++++ Information provided

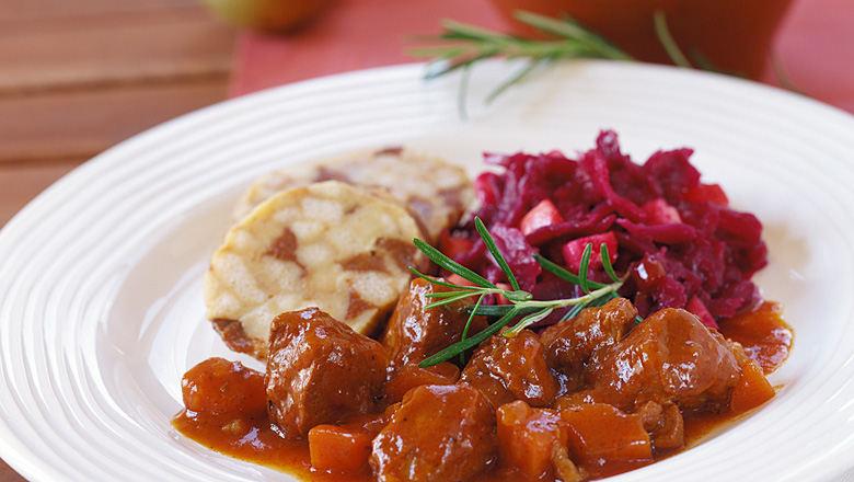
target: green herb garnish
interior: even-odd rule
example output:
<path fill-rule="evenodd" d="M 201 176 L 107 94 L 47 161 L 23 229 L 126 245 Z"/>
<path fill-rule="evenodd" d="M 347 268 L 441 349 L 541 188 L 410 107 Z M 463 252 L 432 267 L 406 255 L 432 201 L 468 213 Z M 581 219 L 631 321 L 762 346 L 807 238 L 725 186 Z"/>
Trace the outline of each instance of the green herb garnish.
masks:
<path fill-rule="evenodd" d="M 427 357 L 424 362 L 418 364 L 423 368 L 446 362 L 457 355 L 460 355 L 462 357 L 465 351 L 478 345 L 484 340 L 498 333 L 503 328 L 507 326 L 517 317 L 521 315 L 522 318 L 519 321 L 517 321 L 516 324 L 512 325 L 512 328 L 507 330 L 504 333 L 504 336 L 508 336 L 508 337 L 515 336 L 526 328 L 545 319 L 555 309 L 558 308 L 573 307 L 573 309 L 569 310 L 567 314 L 564 317 L 564 319 L 567 319 L 574 317 L 575 314 L 578 314 L 578 312 L 586 307 L 602 306 L 609 300 L 616 298 L 618 296 L 616 291 L 620 289 L 621 286 L 623 286 L 623 282 L 625 280 L 625 277 L 620 278 L 614 272 L 614 268 L 611 265 L 611 260 L 609 257 L 608 246 L 604 243 L 602 243 L 602 245 L 600 246 L 600 255 L 602 257 L 602 266 L 605 273 L 608 274 L 608 276 L 612 280 L 612 283 L 610 284 L 597 283 L 591 279 L 588 279 L 587 277 L 587 267 L 590 264 L 590 257 L 592 255 L 592 248 L 593 248 L 592 244 L 588 244 L 581 254 L 581 265 L 580 265 L 579 274 L 570 273 L 569 271 L 543 257 L 539 253 L 534 253 L 534 259 L 544 269 L 555 274 L 562 279 L 565 279 L 569 283 L 580 286 L 581 289 L 585 291 L 584 296 L 577 298 L 567 298 L 567 299 L 557 299 L 557 300 L 534 300 L 533 295 L 520 289 L 516 276 L 510 269 L 510 266 L 507 264 L 507 261 L 501 255 L 500 251 L 498 250 L 498 246 L 495 244 L 495 240 L 493 239 L 492 234 L 489 234 L 489 231 L 486 229 L 486 226 L 484 226 L 483 221 L 480 218 L 474 218 L 474 226 L 475 229 L 477 230 L 477 234 L 480 234 L 481 239 L 486 245 L 486 249 L 495 259 L 496 264 L 498 264 L 498 266 L 504 272 L 512 289 L 501 289 L 498 286 L 496 286 L 494 283 L 478 275 L 477 273 L 451 260 L 450 257 L 445 255 L 441 251 L 437 250 L 436 248 L 432 248 L 431 245 L 427 244 L 426 242 L 419 239 L 414 240 L 415 245 L 430 261 L 443 267 L 445 269 L 457 274 L 463 279 L 466 279 L 477 285 L 477 286 L 454 285 L 451 283 L 442 282 L 432 278 L 430 276 L 424 275 L 415 268 L 409 268 L 417 276 L 426 279 L 431 284 L 453 288 L 452 291 L 432 292 L 430 295 L 427 295 L 428 297 L 436 298 L 437 300 L 427 305 L 425 307 L 426 309 L 446 306 L 454 301 L 459 301 L 470 297 L 477 297 L 477 301 L 475 302 L 474 307 L 466 310 L 469 312 L 469 320 L 465 323 L 462 340 L 460 342 L 457 342 L 448 346 L 447 348 L 440 351 L 439 353 L 430 357 Z M 483 301 L 483 298 L 487 295 L 504 296 L 505 298 L 507 298 L 508 301 L 510 301 L 510 305 L 483 306 L 481 302 Z M 469 326 L 471 325 L 472 319 L 475 315 L 499 317 L 499 318 L 497 321 L 492 323 L 485 330 L 474 334 L 471 337 L 466 337 L 469 332 Z"/>
<path fill-rule="evenodd" d="M 435 45 L 425 47 L 412 47 L 407 53 L 414 57 L 429 57 L 426 78 L 435 79 L 455 70 L 463 70 L 460 79 L 459 110 L 464 117 L 464 99 L 468 91 L 470 68 L 486 58 L 501 57 L 508 60 L 527 59 L 528 64 L 518 72 L 498 84 L 486 97 L 489 103 L 510 87 L 521 82 L 538 67 L 555 60 L 566 58 L 599 58 L 609 60 L 636 60 L 634 57 L 620 49 L 607 38 L 592 30 L 579 24 L 575 19 L 564 15 L 561 19 L 540 15 L 536 13 L 517 11 L 517 20 L 534 27 L 543 33 L 555 36 L 555 39 L 531 39 L 516 35 L 505 34 L 480 26 L 455 22 L 442 21 L 445 28 L 439 35 L 417 36 L 414 41 L 429 42 Z M 665 12 L 657 10 L 650 19 L 658 42 L 663 47 L 673 65 L 684 68 L 693 68 L 688 56 L 679 48 L 670 28 L 667 25 Z M 713 66 L 702 53 L 692 53 L 694 65 L 702 70 L 718 73 L 727 73 L 740 77 L 738 72 L 726 72 Z M 776 59 L 775 59 L 776 60 Z M 774 68 L 781 81 L 781 85 L 794 92 L 801 93 L 794 85 L 785 71 L 775 61 Z"/>
<path fill-rule="evenodd" d="M 466 92 L 469 68 L 480 60 L 491 57 L 506 59 L 524 58 L 529 64 L 516 74 L 501 82 L 487 96 L 491 102 L 513 84 L 519 83 L 539 66 L 562 58 L 602 58 L 612 60 L 634 60 L 596 32 L 585 28 L 569 16 L 562 20 L 531 12 L 516 12 L 516 18 L 544 33 L 558 38 L 555 41 L 534 41 L 495 32 L 452 20 L 442 21 L 445 32 L 438 36 L 415 37 L 415 41 L 439 43 L 428 47 L 413 47 L 407 51 L 415 57 L 431 57 L 426 78 L 434 79 L 462 69 L 464 74 L 460 87 L 460 110 Z"/>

++++++++

Please extract every row above word for word, omitting the pictures.

target: green herb garnish
interior: even-odd rule
example output:
<path fill-rule="evenodd" d="M 201 176 L 107 94 L 47 161 L 23 229 L 126 245 Z"/>
<path fill-rule="evenodd" d="M 347 268 L 441 349 L 541 188 L 410 107 Z M 463 252 L 432 267 L 406 255 L 432 201 L 468 213 Z M 581 219 L 631 321 L 762 346 L 807 238 L 725 186 Z"/>
Trace the outline of each instance of the green herb garnish.
masks:
<path fill-rule="evenodd" d="M 427 357 L 424 362 L 418 364 L 423 368 L 446 362 L 457 355 L 460 355 L 462 357 L 465 351 L 478 345 L 484 340 L 498 333 L 503 328 L 507 326 L 517 317 L 521 315 L 522 318 L 519 321 L 517 321 L 516 324 L 512 325 L 512 328 L 507 330 L 504 333 L 504 336 L 508 336 L 508 337 L 515 336 L 526 328 L 545 319 L 555 309 L 558 308 L 573 307 L 573 309 L 569 310 L 567 314 L 564 317 L 564 319 L 567 319 L 574 317 L 575 314 L 578 314 L 578 312 L 586 307 L 602 306 L 609 300 L 616 298 L 618 296 L 616 291 L 620 289 L 621 286 L 623 286 L 623 282 L 625 280 L 625 277 L 620 278 L 614 272 L 614 268 L 611 265 L 611 260 L 609 257 L 608 246 L 604 243 L 602 243 L 602 245 L 600 246 L 600 255 L 602 257 L 602 266 L 605 273 L 608 274 L 608 276 L 612 280 L 612 283 L 610 284 L 597 283 L 591 279 L 588 279 L 587 277 L 587 267 L 590 264 L 590 257 L 592 255 L 592 248 L 593 248 L 592 244 L 588 244 L 581 254 L 581 265 L 580 265 L 579 274 L 570 273 L 569 271 L 543 257 L 539 253 L 534 253 L 534 259 L 544 269 L 555 274 L 562 279 L 565 279 L 569 283 L 580 286 L 581 289 L 585 291 L 584 296 L 577 298 L 567 298 L 567 299 L 557 299 L 557 300 L 534 300 L 533 295 L 520 289 L 516 276 L 510 269 L 510 266 L 507 264 L 507 261 L 501 255 L 500 251 L 498 250 L 498 246 L 495 244 L 495 240 L 493 239 L 492 234 L 489 234 L 489 231 L 486 229 L 486 226 L 484 226 L 483 221 L 480 218 L 474 218 L 474 226 L 475 229 L 477 230 L 477 234 L 480 234 L 481 239 L 486 245 L 486 249 L 495 259 L 496 264 L 498 264 L 498 266 L 504 272 L 512 289 L 501 289 L 498 286 L 496 286 L 494 283 L 478 275 L 477 273 L 451 260 L 450 257 L 445 255 L 441 251 L 437 250 L 436 248 L 432 248 L 431 245 L 427 244 L 426 242 L 419 239 L 414 240 L 415 245 L 430 261 L 443 267 L 445 269 L 457 274 L 463 279 L 466 279 L 477 285 L 477 286 L 454 285 L 451 283 L 442 282 L 432 278 L 430 276 L 424 275 L 415 268 L 409 268 L 417 276 L 426 279 L 431 284 L 453 288 L 452 291 L 432 292 L 430 295 L 427 295 L 428 297 L 436 298 L 437 300 L 427 305 L 425 307 L 426 309 L 446 306 L 454 301 L 459 301 L 470 297 L 477 297 L 477 301 L 475 302 L 474 307 L 466 310 L 469 312 L 469 320 L 465 323 L 462 340 L 460 342 L 457 342 L 448 346 L 447 348 L 440 351 L 439 353 L 430 357 Z M 483 301 L 483 298 L 487 295 L 504 296 L 505 298 L 507 298 L 508 301 L 510 301 L 510 305 L 483 306 L 481 302 Z M 469 326 L 471 325 L 472 319 L 475 315 L 499 317 L 499 318 L 497 321 L 492 323 L 485 330 L 474 334 L 471 337 L 466 337 L 469 332 Z"/>
<path fill-rule="evenodd" d="M 435 45 L 425 47 L 412 47 L 407 53 L 414 57 L 429 57 L 426 78 L 435 79 L 455 70 L 463 70 L 460 79 L 459 110 L 464 117 L 464 99 L 468 91 L 470 68 L 486 58 L 501 57 L 508 60 L 527 59 L 528 64 L 518 72 L 498 84 L 486 97 L 489 103 L 510 87 L 521 82 L 538 67 L 555 60 L 566 58 L 599 58 L 609 60 L 636 60 L 634 57 L 620 49 L 607 38 L 592 30 L 579 24 L 575 19 L 564 15 L 561 19 L 540 15 L 536 13 L 517 11 L 517 20 L 534 27 L 543 33 L 555 36 L 555 39 L 531 39 L 516 35 L 505 34 L 480 26 L 455 22 L 442 21 L 445 28 L 439 35 L 417 36 L 414 41 L 429 42 Z M 665 12 L 657 10 L 650 19 L 658 42 L 663 47 L 673 65 L 684 68 L 693 68 L 688 56 L 679 48 L 670 28 L 667 25 Z M 713 66 L 702 53 L 692 53 L 694 65 L 702 70 L 718 73 L 727 73 L 740 77 L 738 72 L 726 72 Z M 776 59 L 775 59 L 776 60 Z M 774 68 L 781 81 L 781 85 L 794 92 L 801 93 L 794 85 L 785 71 L 775 61 Z"/>
<path fill-rule="evenodd" d="M 466 92 L 469 68 L 480 60 L 491 57 L 506 59 L 524 58 L 529 64 L 516 74 L 501 82 L 487 96 L 491 102 L 513 84 L 519 83 L 539 66 L 562 58 L 602 58 L 612 60 L 634 60 L 596 32 L 585 28 L 569 16 L 562 20 L 531 12 L 516 12 L 516 18 L 544 33 L 558 38 L 555 41 L 534 41 L 495 32 L 452 20 L 442 21 L 445 32 L 438 36 L 415 37 L 415 41 L 439 43 L 428 47 L 413 47 L 407 51 L 415 57 L 431 57 L 426 78 L 434 79 L 462 69 L 464 74 L 460 87 L 460 110 Z"/>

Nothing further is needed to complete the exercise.